## Aim
Reproduce the data below line for line, changing nothing.

## Available data
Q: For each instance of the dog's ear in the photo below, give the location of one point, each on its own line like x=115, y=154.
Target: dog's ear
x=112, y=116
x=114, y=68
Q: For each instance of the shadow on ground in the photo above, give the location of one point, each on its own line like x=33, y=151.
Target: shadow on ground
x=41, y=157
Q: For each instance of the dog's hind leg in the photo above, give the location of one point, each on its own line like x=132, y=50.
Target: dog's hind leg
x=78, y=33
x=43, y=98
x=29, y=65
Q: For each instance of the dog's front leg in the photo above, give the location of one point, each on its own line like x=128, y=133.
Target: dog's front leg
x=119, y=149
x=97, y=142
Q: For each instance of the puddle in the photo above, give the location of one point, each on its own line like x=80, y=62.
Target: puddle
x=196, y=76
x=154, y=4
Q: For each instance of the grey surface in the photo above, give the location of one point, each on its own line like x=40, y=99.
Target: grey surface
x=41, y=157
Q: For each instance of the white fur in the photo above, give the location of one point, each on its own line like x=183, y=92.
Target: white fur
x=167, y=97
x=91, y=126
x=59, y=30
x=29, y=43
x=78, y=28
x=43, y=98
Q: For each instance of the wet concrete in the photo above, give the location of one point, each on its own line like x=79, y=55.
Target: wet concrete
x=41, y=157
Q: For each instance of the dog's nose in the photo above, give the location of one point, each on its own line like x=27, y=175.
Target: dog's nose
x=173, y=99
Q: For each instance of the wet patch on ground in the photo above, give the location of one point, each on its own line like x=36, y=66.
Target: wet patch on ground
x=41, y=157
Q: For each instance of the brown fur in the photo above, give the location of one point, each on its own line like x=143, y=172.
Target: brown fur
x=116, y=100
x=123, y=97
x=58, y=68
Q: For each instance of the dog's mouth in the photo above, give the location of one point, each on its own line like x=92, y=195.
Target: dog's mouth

## Solution to the problem
Q: For each instance of the dog's ear in the photo below, give the location of one point, each on its own line like x=115, y=154.
Target: dog's ear
x=112, y=116
x=114, y=68
Q: For each instance of the shadow on ground in the photo above, give the location of one point, each on its own line like x=33, y=151.
Target: shadow on ground
x=41, y=157
Q: For each instance of the dog's hind leg in the photo above, give the location of one point, each on its own line like x=132, y=50.
Target: dog's hind leg
x=78, y=33
x=43, y=98
x=29, y=65
Q: For each instance of the dog's front leg in the photo above, give the location of one point, each on its own line like x=128, y=133.
Target: dog's front leg
x=119, y=149
x=97, y=142
Q: For each instance of the puddle in the photo above, give the location of one point, each on its own line like x=80, y=62.
Target: puddle
x=196, y=76
x=154, y=4
Q: For each instance of the grey surface in the photo above, give the location of one point, each on its own line like x=40, y=99.
Target: grey surface
x=41, y=157
Q: For each instance of the white fur in the photo above, give the location of one point, each on its own line like x=183, y=92.
Target: white fur
x=167, y=97
x=91, y=126
x=59, y=30
x=29, y=43
x=78, y=28
x=43, y=98
Q: For each instance of the wet concrete in the photo above, give the location of one point, each on its own line like x=79, y=55.
Target: wet concrete
x=41, y=157
Q: For each instance of the dog's nose in the photo above, give the location of one point, each on its own line like x=27, y=175.
Target: dog's nose
x=173, y=99
Q: For each instance of the wet patch on ground in the photo above, give the location of one point, each on its own line like x=36, y=66.
Target: wet patch on ground
x=41, y=157
Q: For each instance of the brown fur in the photo above, give the location of one point, each on its own line like x=143, y=172.
Target: brown fur
x=116, y=100
x=123, y=97
x=58, y=68
Q: For each instance of the dog's mouth in the photo above, give the location of one point, each on its own line like x=92, y=195.
Target: dog's mouth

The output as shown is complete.